_WORK TO COMPLETE_:
Using the data below, return every line that holds the word "like".

_SUPPLIED MATERIAL_:
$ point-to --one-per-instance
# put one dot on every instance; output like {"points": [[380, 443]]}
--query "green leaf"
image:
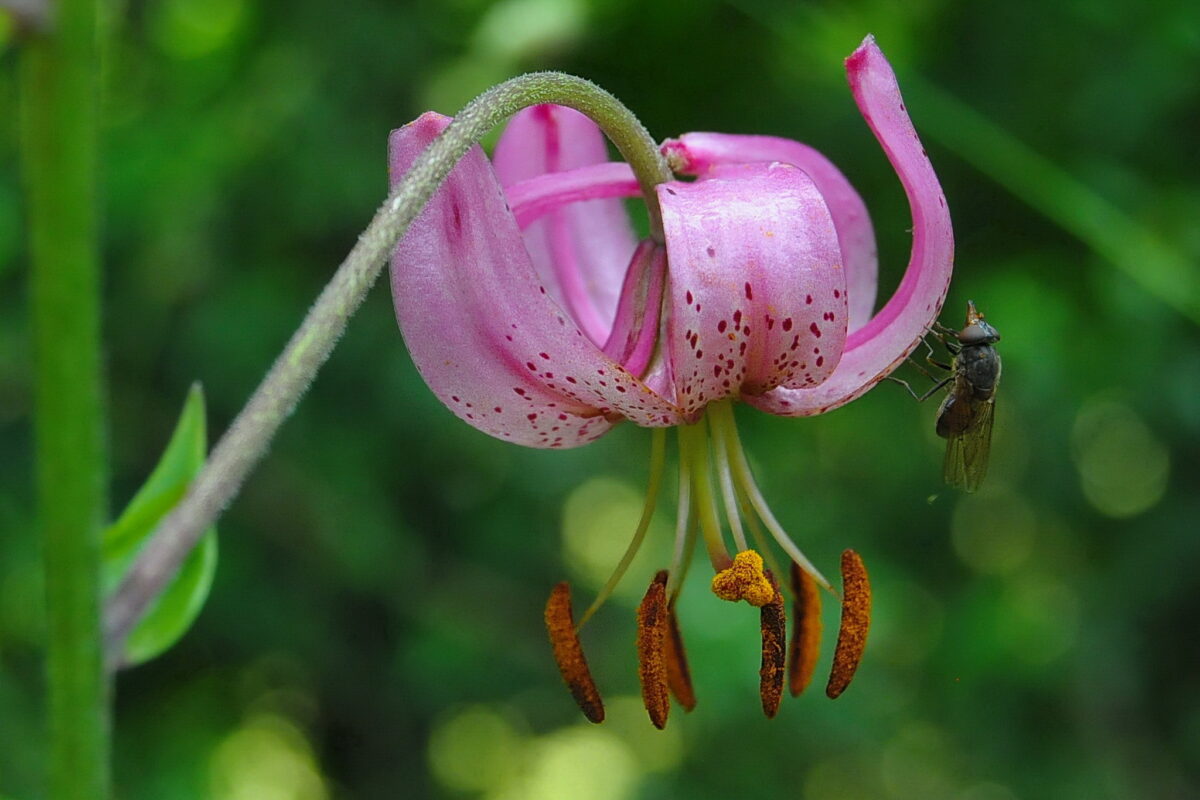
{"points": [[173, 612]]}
...
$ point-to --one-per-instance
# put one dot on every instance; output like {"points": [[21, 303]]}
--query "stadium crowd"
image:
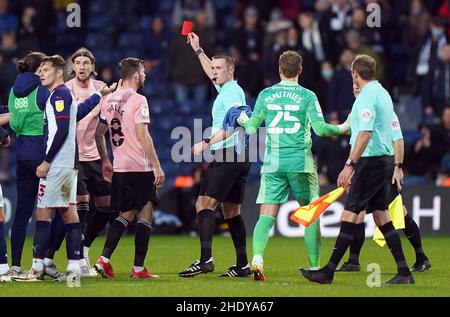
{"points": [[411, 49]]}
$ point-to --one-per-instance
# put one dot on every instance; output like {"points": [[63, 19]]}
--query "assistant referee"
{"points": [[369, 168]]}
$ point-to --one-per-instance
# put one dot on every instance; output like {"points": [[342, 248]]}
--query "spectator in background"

_TASK RESPONSE_:
# put one dot on every instance; output like {"points": [[380, 443]]}
# put one dot on every instance; output like {"points": [[21, 303]]}
# put one dot on every instance; output like {"points": [[63, 19]]}
# put one dot on every instance; output like {"points": [[342, 248]]}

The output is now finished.